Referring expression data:
__________________________________________________

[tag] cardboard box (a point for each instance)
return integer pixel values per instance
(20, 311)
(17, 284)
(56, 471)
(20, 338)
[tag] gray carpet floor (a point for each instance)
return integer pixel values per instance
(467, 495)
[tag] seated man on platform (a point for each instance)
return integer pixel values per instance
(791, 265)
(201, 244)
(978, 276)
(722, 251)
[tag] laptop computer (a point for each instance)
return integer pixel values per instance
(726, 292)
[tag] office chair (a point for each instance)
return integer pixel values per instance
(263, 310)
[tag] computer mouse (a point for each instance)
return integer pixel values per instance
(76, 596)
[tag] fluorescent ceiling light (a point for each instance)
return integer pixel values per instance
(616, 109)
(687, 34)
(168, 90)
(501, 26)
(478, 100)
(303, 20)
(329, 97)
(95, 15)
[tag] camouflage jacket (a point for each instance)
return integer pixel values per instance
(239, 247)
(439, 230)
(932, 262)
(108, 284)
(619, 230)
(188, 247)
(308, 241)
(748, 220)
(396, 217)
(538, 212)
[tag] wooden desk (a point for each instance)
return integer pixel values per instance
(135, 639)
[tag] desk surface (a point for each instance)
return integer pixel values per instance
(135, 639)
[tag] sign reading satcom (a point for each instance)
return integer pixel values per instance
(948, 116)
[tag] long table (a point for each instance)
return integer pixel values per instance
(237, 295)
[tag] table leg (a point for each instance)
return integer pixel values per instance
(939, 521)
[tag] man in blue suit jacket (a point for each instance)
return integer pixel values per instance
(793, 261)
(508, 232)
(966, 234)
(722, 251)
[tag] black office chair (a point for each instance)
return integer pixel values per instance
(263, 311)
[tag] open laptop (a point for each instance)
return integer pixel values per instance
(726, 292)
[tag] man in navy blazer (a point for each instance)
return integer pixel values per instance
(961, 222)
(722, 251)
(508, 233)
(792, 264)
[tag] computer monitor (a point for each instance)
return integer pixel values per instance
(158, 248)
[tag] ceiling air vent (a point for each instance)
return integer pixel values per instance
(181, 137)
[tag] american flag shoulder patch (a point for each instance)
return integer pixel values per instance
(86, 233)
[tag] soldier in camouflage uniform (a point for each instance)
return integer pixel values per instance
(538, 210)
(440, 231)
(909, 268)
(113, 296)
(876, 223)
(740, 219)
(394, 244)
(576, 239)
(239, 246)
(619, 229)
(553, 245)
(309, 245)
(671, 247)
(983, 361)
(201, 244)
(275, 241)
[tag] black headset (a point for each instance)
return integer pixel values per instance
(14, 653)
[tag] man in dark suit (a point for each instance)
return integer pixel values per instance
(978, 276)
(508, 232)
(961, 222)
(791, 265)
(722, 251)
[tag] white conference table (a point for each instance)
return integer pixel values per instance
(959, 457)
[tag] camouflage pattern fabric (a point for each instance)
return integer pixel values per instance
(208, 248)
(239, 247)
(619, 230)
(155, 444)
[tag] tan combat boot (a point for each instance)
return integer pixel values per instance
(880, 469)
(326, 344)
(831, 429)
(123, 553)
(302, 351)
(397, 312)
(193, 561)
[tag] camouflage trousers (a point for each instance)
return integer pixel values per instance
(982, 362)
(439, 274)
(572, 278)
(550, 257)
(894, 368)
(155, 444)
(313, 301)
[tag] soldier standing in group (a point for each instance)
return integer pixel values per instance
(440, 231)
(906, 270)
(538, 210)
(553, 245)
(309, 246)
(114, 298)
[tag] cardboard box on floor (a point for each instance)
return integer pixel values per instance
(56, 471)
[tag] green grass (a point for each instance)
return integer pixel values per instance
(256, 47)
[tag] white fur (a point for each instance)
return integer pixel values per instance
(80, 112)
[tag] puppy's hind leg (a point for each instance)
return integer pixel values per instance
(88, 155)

__________________________________________________

WORK REQUIRED> Report every line of the data in which "cardboard" appears.

TASK RESULT>
[tag] cardboard box (a point for each instance)
[tag] cardboard box on floor (a point for each instance)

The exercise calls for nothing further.